Written problem:
Reproduce the data word for word, starting at the line that contains "Mark the outstretched" and ending at the final line of the data.

Dataset records:
###

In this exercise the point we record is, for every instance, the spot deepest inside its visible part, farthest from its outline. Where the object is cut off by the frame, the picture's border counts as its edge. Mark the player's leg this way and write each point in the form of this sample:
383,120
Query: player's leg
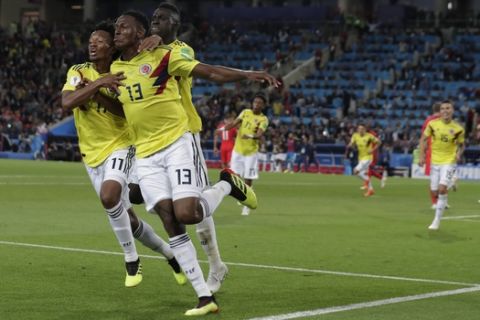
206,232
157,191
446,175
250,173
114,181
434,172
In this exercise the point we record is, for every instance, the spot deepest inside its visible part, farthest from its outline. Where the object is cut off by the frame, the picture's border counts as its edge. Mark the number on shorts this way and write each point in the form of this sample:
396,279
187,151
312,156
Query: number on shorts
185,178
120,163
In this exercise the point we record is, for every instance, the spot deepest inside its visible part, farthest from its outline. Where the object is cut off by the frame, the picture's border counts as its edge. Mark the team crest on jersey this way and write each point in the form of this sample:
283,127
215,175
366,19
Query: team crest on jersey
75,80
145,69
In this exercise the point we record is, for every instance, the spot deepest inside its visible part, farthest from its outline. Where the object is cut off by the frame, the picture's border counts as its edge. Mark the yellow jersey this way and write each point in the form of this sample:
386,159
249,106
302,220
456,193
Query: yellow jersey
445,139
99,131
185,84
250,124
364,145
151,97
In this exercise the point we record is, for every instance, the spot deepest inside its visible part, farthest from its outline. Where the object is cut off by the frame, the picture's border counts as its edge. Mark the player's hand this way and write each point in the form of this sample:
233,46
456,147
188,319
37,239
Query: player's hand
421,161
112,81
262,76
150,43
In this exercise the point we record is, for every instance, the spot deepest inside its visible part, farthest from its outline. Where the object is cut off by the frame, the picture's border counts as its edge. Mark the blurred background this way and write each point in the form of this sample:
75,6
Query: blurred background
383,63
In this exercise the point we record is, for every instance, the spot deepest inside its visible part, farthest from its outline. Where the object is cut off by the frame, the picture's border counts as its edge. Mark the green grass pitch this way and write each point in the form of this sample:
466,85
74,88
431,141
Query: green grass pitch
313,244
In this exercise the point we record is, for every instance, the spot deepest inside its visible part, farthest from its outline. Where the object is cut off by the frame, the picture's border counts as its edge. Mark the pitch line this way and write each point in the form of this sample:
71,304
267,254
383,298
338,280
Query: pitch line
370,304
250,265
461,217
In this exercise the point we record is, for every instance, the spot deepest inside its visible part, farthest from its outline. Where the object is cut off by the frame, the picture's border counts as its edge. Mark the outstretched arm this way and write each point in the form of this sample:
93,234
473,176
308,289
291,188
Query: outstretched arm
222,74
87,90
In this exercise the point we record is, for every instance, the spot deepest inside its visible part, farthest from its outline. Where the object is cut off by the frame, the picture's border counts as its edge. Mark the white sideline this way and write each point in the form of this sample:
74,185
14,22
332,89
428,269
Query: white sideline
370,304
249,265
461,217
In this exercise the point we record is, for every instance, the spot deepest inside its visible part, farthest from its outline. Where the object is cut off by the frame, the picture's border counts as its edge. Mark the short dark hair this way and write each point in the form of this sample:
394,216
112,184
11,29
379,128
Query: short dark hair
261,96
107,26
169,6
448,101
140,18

###

Task response:
In this exercise the point we record is, for every instance, the spot deepest inside its visible part, farthest from its outline. Where the object is cut off by the frame, the picture's border counts as its edge. Mark the outstretched arm this way and write each point in the form of this sample:
93,234
473,176
308,289
291,188
Query: outstretched arm
222,74
87,90
In this exercise the point we record is, for every instance, the spot deepest inside its visible part, farthest from its outline. Where the object is cut off by the frame, the picture's border counts as its edge. Mark the white sideline this way and write each point in the form of this sample:
74,185
14,22
332,89
428,269
Query: white sideline
370,304
249,265
461,217
In this exercise the point we record is, for every instance, the spot deepest inside its visible part, farthest from its outline. Where the object is cut off by the frame, the picture's border counts as its edge. Mark the short dark hair this way and write each point in the form of this sample:
394,216
112,184
11,29
379,128
Query: short dark hair
261,96
107,26
169,6
448,101
140,18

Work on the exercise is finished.